* _DOCUMENT PASSAGE_
################

Wednesday, June 20, 2012

History of soya bean milk

Soymilk originated sometimes prior to the first century AD, and its use in China as a hot breakfast drink and soup base continues to this day.

Soymilk is the product of making tofu and tofu or bean curd was developed in China by Liu An, King of Huainan of the Han dynasty in 164 BC.

It was not until 1929 Dr Kellogg marketed soya based breakfast cereal and soya milk. The earliest references to soymilk were all in connection with the tofu-making process, where the soymilk was mentioned only in passing.

The earliest ancestor of the present term ‘soymilk’ was ‘soy-bean milk’, first mentioned by Trimble in 1897.

Between 1909 and 1916, a Baltimore pediatrician named John Ruhrah developed a variety of soymilk-based infant formula.

################

* _DATA_

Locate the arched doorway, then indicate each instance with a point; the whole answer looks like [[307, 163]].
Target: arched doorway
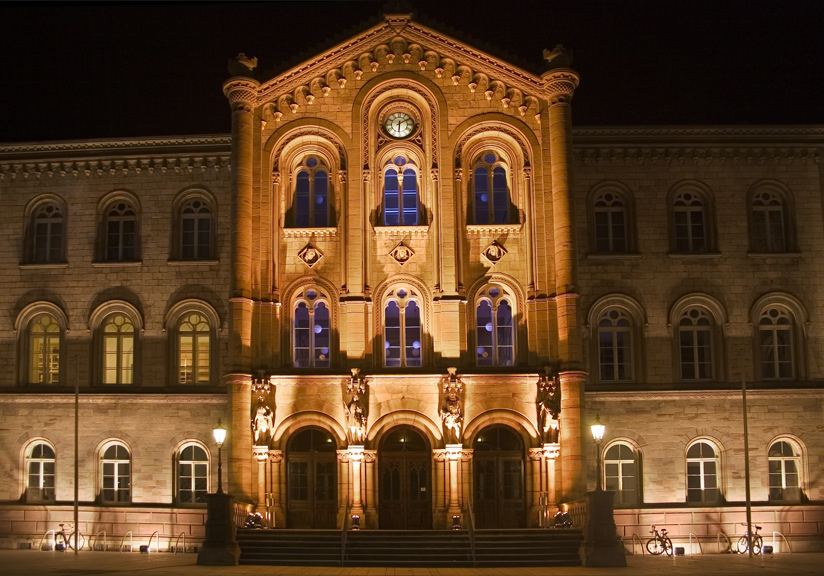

################

* _INSTRUCTIONS_
1. In the history of soya bean milk, who first used the term "soy-bean milk", and in what year?
2. Resume the history of soya bean milk after its final sentence, adding a few sentences that continue its account.

* _ANSWERS TO THE TASKS_
1. Trimble, in 1897.

2.
In 1911 Li Yu-ying, in a US patent, referred to it as ‘soja milk’’. Li Yu-ying, Chinese living in Paris was the soymilk pioneer in the West. In 1916, a British researcher, Melhuish, in a US patent, first referred to it as ‘soy milk’ and ‘soy bean milk’, two terms which have come to be widely used up to the present.

‘Sobee’ the first commercially produced soymilk-based infant formula was made in 1929 by the Mead-Johnson Company.

The most successful commercial soymilk production, Vitasoy was started by K.S Lo in Hong Kong in 1940.